> [Zitierte Textstelle]:
__________________________________________________

97 Prozent des im Jänner in Österreich verbrauchten Gas kam aus Russland. Während die meisten anderen Staaten diesen Anteil massiv reduziert haben und er in Österreich auch schon bei 21 Prozent lag, ist er bei uns wieder gestiegen.
Mit den Einnahmen aus diesem Gas führt der russische Despot Wladimir Putin Krieg gegen die Ukraine. Das soll auf der Bohrinsel in Molln kein Thema sein.
930 Meter Tiefe
Stoll zeigt beim Lokalaugenschein, wo sich der Bohrer befindet. „Wir sind ziemlich genau bei 930 Meter angelangt“, erklärt er anhand eines detaillierten Plans.
Gesucht wird eine Steinalm-Kalkschicht. Die soll das kostbare Gas seit rund 100 Millionen Jahren speichern. Eingeschlossen in einer dichten Schicht, sodass es nicht entweichen konnte.
Nicht das erste Mal wird in der Gegend nach Gas gesucht. 1987 gab es eine Referenzbohrung, nur fünf Kilometer entfernt. „Damals wurde Gas in 3.300 Metern Tiefe gefunden, aber man hat sich entschieden, nicht zu fördern“, weiß Stoll.
Warum bleibt offen – wohl habe sich mit der Förderung von Öl damals mehr verdienen lassen, lässt Stoll durchklingen. Reinhard Sachsenhofer, Geologieprofessor an der Montanuniversität Leoben, sagte hingegen, es sei „als unökonomisch eingestuft worden“. Der Bohrer dreht sich unentwegt weiter.

__________________________________________________

> [Bereitgestellte Daten]:

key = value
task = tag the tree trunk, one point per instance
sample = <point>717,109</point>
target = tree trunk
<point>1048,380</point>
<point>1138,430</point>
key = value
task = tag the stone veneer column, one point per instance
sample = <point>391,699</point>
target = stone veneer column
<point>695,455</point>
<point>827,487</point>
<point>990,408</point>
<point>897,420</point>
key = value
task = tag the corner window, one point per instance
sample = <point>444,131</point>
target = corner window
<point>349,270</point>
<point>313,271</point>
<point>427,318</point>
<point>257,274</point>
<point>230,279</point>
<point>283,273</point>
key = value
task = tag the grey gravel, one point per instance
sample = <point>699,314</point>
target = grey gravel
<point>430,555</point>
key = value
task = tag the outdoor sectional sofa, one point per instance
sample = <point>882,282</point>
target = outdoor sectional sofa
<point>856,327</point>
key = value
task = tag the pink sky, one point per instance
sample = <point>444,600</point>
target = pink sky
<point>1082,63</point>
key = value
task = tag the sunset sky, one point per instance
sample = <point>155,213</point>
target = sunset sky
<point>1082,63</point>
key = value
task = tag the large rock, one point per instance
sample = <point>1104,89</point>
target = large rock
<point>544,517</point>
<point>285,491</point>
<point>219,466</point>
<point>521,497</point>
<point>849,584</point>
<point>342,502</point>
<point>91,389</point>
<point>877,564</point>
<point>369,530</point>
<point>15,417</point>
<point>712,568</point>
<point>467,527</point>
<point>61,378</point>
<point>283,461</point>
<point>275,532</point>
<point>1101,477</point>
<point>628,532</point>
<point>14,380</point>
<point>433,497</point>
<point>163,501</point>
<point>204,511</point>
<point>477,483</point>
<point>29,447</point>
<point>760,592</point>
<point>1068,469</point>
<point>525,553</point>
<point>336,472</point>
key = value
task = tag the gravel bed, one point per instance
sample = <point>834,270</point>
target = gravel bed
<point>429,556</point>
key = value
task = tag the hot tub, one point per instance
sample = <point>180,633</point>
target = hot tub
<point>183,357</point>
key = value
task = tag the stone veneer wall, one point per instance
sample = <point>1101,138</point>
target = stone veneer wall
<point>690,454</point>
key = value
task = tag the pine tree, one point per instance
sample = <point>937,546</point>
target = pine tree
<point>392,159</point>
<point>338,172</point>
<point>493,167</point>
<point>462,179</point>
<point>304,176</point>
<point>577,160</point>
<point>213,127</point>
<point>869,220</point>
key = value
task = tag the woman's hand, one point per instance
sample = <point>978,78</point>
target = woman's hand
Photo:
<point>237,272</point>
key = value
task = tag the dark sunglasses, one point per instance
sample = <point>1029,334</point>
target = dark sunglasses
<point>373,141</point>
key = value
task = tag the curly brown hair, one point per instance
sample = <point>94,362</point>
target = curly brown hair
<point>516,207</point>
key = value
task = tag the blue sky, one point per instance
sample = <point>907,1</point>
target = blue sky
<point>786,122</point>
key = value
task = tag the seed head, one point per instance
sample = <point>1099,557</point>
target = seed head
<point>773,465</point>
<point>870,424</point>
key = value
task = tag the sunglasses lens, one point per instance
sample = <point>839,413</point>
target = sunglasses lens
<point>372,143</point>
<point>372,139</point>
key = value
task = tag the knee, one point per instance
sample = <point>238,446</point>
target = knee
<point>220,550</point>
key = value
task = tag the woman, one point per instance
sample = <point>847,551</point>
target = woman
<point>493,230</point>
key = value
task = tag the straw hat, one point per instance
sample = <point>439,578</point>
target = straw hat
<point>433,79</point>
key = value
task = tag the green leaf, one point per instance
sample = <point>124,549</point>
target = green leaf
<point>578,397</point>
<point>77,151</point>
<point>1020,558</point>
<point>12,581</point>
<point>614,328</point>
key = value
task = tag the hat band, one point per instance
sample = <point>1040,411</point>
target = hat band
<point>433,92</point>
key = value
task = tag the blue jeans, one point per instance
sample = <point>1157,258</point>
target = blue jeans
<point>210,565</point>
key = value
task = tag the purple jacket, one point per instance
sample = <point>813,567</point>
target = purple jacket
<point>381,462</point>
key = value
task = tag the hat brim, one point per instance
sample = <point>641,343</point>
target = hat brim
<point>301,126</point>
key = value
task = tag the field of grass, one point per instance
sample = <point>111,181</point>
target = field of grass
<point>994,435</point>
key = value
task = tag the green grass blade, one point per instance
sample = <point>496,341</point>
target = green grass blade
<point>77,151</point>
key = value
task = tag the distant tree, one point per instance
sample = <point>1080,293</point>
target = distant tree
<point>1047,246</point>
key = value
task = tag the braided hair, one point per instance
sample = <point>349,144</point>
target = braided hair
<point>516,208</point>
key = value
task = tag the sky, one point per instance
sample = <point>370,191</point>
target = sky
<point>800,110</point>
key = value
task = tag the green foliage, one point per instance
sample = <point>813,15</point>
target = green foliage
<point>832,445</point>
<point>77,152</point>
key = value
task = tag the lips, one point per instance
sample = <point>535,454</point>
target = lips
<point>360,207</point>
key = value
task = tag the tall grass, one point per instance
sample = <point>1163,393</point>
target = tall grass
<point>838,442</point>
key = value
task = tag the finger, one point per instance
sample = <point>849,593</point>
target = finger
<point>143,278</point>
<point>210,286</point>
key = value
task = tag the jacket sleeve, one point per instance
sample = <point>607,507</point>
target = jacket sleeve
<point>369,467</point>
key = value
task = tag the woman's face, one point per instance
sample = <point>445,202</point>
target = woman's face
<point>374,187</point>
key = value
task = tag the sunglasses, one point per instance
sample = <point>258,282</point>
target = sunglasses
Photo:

__________________________________________________

Gib den Text über die Gasbohrung in Molln von „Mit den Einnahmen“ bis „kein Thema sein.“ wieder und ersetze dabei „Bohrinsel“ durch „Bohrstelle“. Die Datensätze haben mit dem Text nichts zu tun.

> [Antwort]:
Mit den Einnahmen aus diesem Gas führt der russische Despot Wladimir Putin Krieg gegen die Ukraine. Das soll auf der Bohrstelle in Molln kein Thema sein.